Data to examine —
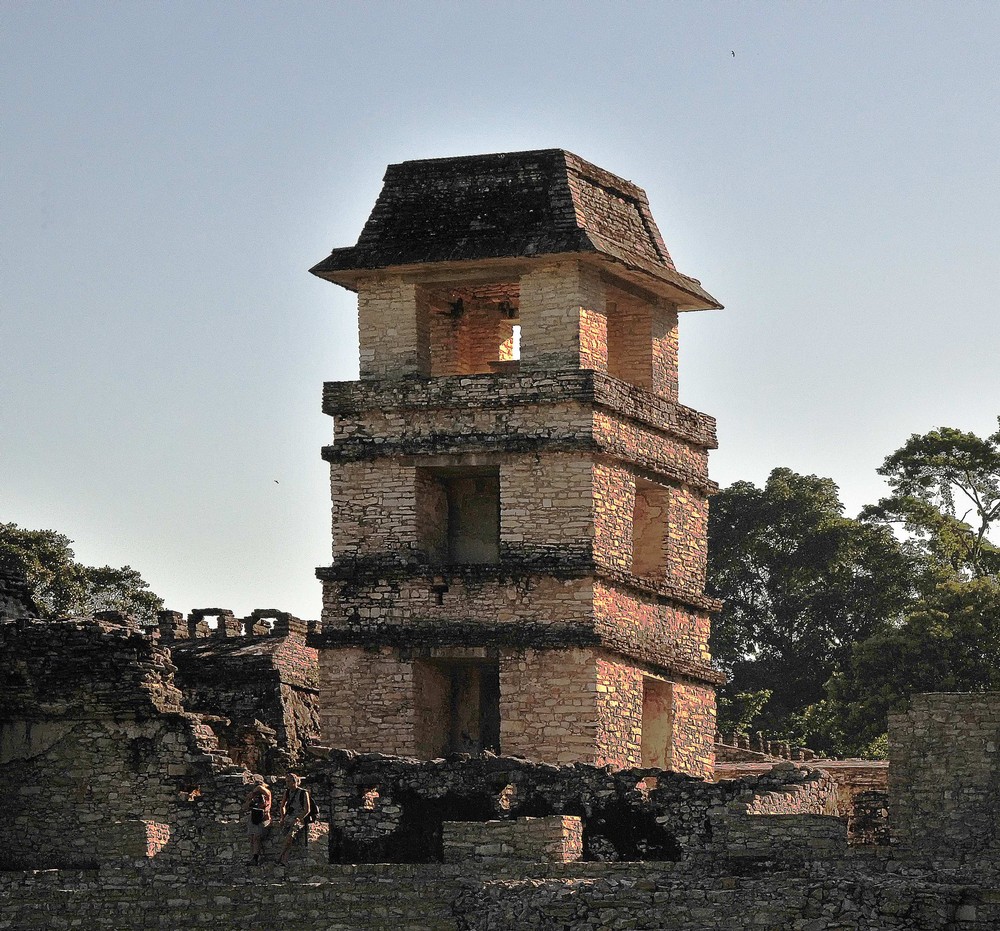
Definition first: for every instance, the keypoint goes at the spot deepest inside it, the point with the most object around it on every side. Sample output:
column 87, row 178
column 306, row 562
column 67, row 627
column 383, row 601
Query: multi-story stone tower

Work to complete — In the records above, how many lines hold "column"? Only the number is wanted.

Output of the task — 4